Execution only non autorisé – conseil en placement inadéquat – clause contractuelle déséquilibrée et nulle.

 

AVIS

 

Présents :
Messieurs A. Van Oevelen, Président;

Messieurs F. de Patoul, E. Struye de Swielande, N. Claeys, L. Jansen, membres.
Mesdames M. Mannès, N. Spruyt, membres.

 

Date : 17 décembre 2013

 

I. OBJET DE LA CONTESTATION ET POINT DE VUE DES PARTIES

 

Le plaignant est un menuisier retraité. Il bénéficie d’une pension de 1.500 € par mois. Il déclare être client de la banque depuis plus de quarante années et avoir accumulé une certaine épargne au cours de sa vie professionnelle. Il a toujours suivi les conseils des responsables de l’agence où son compte était géré.

 

Le 7 octobre 2005, alors âgé de 67 ans, il signe un contrat de gestion de fortune. L’objectif de placement vise à l’équilibre entre placements en fonds obligataires (rendement) et fonds d’actions (croissance) dans un horizon de placement à plus de 10 années. Le plaignant déclare avoir une connaissance moyenne en placements.

 

Le 28 décembre 2007, il décide de mettre fin au contrat de gestion de fortune. Il déclare avoir pris cette décision en raison des pertes enregistrées. Après réalisation des valeurs de son portefeuille, le plaignant déclare avoir été interpellé par le responsable de son agence pour réinvestir son capital. Il a ainsi investi 100.000 € dans un produit d’assurance assurant un rendement de 2,6% et, toujours sur les conseils de l’agence, avoir investi plus de 300.000 € dans un fonds X. Il affirme que l’agence lui a certifié que ce fonds était à capital garanti.

 

Cinq mois plus tard, l’agence lui a conseillé de vendre le fonds X compte tenu d’une croissance acquise de 5% en quelques mois. Le requérant déclare avoir à nouveau fait confiance au conseil qu’il affirme avoir reçu. Selon le requérant, le responsable de l’agence lui a alors conseillé d’utiliser le produit de la vente pour souscrire à une nouvelle émission du même produit.

◆ ◆ ◆ ◆ ◆ ◆ ◆

## Consigne 1:
D'après l'avis, quel montant le plaignant a-t-il investi dans un produit d'assurance, et pour quel rendement ?
## Consigne 2:
Transcrivez tout le passage de l'avis qui va de « I. OBJET DE » jusqu'à « compte était géré. ».

◆ ◆ ◆ ◆ ◆ ◆ ◆

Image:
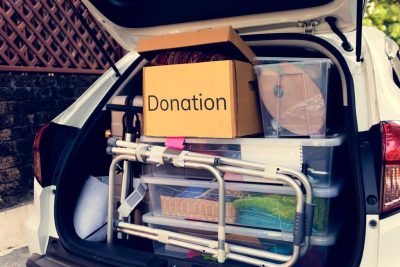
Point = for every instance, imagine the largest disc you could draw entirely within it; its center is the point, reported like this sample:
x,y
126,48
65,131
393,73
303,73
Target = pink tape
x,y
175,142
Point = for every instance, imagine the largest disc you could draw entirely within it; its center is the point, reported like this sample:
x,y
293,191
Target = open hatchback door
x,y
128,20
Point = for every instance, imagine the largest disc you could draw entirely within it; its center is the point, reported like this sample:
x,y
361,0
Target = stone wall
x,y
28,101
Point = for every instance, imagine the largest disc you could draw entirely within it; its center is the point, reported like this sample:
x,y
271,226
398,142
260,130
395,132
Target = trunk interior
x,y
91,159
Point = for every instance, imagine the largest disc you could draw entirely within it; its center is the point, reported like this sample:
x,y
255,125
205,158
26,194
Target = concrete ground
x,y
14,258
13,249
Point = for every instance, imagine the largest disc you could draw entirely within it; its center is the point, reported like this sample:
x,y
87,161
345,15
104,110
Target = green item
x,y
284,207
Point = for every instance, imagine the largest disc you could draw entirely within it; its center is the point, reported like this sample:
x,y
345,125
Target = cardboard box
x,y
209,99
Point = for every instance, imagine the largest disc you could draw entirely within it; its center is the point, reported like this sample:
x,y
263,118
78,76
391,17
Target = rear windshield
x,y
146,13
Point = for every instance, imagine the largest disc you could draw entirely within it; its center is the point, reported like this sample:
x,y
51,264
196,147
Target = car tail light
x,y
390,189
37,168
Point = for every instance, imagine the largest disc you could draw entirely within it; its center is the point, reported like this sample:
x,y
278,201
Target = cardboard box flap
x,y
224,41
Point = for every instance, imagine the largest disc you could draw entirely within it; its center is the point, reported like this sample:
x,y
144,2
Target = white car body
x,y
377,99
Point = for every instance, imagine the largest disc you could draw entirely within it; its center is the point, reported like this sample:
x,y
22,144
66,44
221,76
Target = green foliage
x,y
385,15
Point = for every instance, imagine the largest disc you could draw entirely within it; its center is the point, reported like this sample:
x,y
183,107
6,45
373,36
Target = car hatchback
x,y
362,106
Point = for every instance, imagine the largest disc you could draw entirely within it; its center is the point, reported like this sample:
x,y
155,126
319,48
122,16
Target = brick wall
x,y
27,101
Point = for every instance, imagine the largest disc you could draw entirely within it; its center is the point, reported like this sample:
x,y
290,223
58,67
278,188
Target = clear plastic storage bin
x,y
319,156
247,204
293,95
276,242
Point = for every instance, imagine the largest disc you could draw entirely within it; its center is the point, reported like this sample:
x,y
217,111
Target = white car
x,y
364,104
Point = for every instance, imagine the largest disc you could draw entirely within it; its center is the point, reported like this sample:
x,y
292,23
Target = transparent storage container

◆ ◆ ◆ ◆ ◆ ◆ ◆

## Réponse 1:
Il a investi 100.000 € dans un produit d'assurance assurant un rendement de 2,6 %.

## Réponse 2:
I. OBJET DE LA CONTESTATION ET POINT DE VUE DES PARTIES

 

Le plaignant est un menuisier retraité. Il bénéficie d’une pension de 1.500 € par mois. Il déclare être client de la banque depuis plus de quarante années et avoir accumulé une certaine épargne au cours de sa vie professionnelle. Il a toujours suivi les conseils des responsables de l’agence où son compte était géré.